* _EXERCISE DIRECTIONS_: Copy the data below word for word. Start at the line that contains "of the harbor" and stop after the last line of the data.

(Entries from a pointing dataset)

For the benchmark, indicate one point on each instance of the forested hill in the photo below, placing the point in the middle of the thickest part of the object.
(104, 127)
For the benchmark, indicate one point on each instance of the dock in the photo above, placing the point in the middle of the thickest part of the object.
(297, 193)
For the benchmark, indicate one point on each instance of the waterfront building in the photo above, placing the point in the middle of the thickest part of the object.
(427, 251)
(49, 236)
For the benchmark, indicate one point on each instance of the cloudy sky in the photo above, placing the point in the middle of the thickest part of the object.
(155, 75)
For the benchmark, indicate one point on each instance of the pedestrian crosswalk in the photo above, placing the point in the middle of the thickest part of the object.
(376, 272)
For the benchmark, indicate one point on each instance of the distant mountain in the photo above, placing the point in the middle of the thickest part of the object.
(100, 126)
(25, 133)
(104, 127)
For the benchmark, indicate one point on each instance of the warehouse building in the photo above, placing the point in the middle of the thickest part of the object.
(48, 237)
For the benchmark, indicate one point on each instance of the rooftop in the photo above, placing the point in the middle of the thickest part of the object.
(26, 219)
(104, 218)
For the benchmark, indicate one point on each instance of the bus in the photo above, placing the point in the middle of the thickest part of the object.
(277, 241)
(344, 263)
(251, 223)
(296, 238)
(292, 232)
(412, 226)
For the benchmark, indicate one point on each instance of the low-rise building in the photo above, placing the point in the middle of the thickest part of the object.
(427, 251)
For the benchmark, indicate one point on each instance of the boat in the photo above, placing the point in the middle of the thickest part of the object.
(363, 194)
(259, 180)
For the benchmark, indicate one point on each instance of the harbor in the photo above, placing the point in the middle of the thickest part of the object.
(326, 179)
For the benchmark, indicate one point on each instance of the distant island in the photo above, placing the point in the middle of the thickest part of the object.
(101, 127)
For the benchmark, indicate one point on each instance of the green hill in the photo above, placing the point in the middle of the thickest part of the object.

* _IN RESPONSE_:
For the benchmark, indicate one point on each instance of the harbor in the photo above, placing the point in the middle of the thickest part of the object.
(326, 179)
For the benchmark, indicate one point on each instance of the distant island in the photo above, placing the point in the middle of the thickest part of the object.
(101, 127)
For the benchmark, indicate one point on each instance of the green hill in the photo above, placing the point in the middle of the thickest part of the object.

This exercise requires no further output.